### [Material for the task]
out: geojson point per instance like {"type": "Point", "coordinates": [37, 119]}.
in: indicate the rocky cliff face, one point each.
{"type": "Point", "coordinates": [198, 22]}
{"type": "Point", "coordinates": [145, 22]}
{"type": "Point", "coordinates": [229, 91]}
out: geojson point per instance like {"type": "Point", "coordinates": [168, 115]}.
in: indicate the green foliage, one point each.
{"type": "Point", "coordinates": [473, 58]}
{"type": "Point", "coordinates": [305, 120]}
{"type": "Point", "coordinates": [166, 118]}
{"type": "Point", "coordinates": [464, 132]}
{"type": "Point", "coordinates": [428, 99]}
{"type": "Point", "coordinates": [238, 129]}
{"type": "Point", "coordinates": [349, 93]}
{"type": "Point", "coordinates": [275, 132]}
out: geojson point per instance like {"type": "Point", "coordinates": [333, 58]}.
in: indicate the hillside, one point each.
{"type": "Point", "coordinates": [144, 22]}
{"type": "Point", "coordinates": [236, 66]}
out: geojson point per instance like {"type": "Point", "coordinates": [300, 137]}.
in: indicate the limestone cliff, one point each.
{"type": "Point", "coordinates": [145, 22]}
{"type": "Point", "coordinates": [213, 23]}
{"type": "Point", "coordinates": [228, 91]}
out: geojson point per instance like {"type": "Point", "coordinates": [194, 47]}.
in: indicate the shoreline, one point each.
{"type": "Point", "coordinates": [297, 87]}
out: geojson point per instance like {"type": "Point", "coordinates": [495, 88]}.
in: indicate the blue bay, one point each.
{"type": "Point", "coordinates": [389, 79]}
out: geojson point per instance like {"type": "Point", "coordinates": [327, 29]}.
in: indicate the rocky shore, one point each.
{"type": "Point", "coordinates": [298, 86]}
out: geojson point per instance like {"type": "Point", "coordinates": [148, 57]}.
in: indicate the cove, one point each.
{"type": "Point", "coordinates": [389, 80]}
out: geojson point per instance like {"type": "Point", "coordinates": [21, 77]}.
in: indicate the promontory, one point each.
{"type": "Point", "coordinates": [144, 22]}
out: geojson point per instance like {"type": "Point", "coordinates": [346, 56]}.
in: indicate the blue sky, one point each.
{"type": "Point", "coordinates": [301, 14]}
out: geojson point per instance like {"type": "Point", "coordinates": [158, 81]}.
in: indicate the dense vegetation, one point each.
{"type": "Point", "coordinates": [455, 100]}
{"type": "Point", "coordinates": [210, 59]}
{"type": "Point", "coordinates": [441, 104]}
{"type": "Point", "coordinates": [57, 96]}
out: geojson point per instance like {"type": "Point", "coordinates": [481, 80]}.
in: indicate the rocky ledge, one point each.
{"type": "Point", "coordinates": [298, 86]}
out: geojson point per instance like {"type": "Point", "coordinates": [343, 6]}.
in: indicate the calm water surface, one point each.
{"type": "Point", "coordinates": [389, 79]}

--

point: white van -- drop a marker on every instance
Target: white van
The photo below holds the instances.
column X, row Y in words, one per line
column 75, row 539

---

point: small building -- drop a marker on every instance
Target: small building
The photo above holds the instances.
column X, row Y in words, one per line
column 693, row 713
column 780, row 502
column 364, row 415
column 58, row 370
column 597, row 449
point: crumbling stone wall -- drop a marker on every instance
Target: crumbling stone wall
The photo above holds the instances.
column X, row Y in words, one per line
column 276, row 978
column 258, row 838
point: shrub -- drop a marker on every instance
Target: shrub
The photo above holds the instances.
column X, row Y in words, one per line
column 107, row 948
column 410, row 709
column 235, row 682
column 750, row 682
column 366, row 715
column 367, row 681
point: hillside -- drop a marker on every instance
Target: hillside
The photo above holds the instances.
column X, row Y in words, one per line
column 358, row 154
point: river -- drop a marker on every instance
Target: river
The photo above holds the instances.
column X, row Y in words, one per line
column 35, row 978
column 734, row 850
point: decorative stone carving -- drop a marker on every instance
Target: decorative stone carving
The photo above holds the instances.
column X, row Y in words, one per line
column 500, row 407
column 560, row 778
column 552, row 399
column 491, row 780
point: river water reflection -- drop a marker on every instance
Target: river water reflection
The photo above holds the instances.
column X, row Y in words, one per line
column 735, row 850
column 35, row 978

### [Problem]
Copy the stretch from the line containing "point: hillside -- drop" through the line containing "column 734, row 850", swapping "river" for "stream" and keeping everything else the same.

### [Solution to this exercise]
point: hillside -- drop a marker on every instance
Target: hillside
The photo above holds the instances.
column X, row Y in words, one per line
column 358, row 154
point: stream -- drop a marker on every instance
Target: stream
The photo above holds the instances.
column X, row Y in words, one per line
column 35, row 978
column 734, row 850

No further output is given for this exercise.